Extract:

::::::

Skip to main content

Forget the Oval Office. Join Trump in the back bedroom.

Some caricaturists depict Donald Trump as an over-indulged baby, throwing toys out of his pram. Others see him as a puppet, manipulated by the Machiavelli of the alt-right, Steve Bannon.

I’m sure there’s some truth in both these interpretations.

Hearing Trump talk today, however, I have a rather different image coming into my head.
The 45th President was talking at a US airforce base about Islamic terrorism in Europe and claimed that this was covered up by the mainstream media.

His actual words were as follows: "All over Europe, it's happening. It's gotten to a point where it's not even being reported. In many cases, the very, very dishonest press doesn't want to report it. They have their reasons and you understand that." 

This is a truly madcap conspiracy theory.

On an X-Files scale, it rates a nine.

It pains me even to pick it apart, but think about what he’s saying. His accusation is that mainstream news media with professional journalists have their ‘reasons’ for covering up terrorist atrocities.

::::::

Entries provided:
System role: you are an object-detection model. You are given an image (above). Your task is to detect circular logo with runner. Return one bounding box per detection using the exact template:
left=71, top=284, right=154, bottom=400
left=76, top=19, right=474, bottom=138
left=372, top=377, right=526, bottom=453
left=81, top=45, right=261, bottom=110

::::::

Exercise objective:
Quote the opinion piece on Trump's claims about the press in full, word for word. The records were taken from a separate source.

Exercise solution:
Skip to main content

Forget the Oval Office. Join Trump in the back bedroom.

Some caricaturists depict Donald Trump as an over-indulged baby, throwing toys out of his pram. Others see him as a puppet, manipulated by the Machiavelli of the alt-right, Steve Bannon.

I’m sure there’s some truth in both these interpretations.

Hearing Trump talk today, however, I have a rather different image coming into my head.
The 45th President was talking at a US airforce base about Islamic terrorism in Europe and claimed that this was covered up by the mainstream media.

His actual words were as follows: "All over Europe, it's happening. It's gotten to a point where it's not even being reported. In many cases, the very, very dishonest press doesn't want to report it. They have their reasons and you understand that." 

This is a truly madcap conspiracy theory.

On an X-Files scale, it rates a nine.

It pains me even to pick it apart, but think about what he’s saying. His accusation is that mainstream news media with professional journalists have their ‘reasons’ for covering up terrorist atrocities.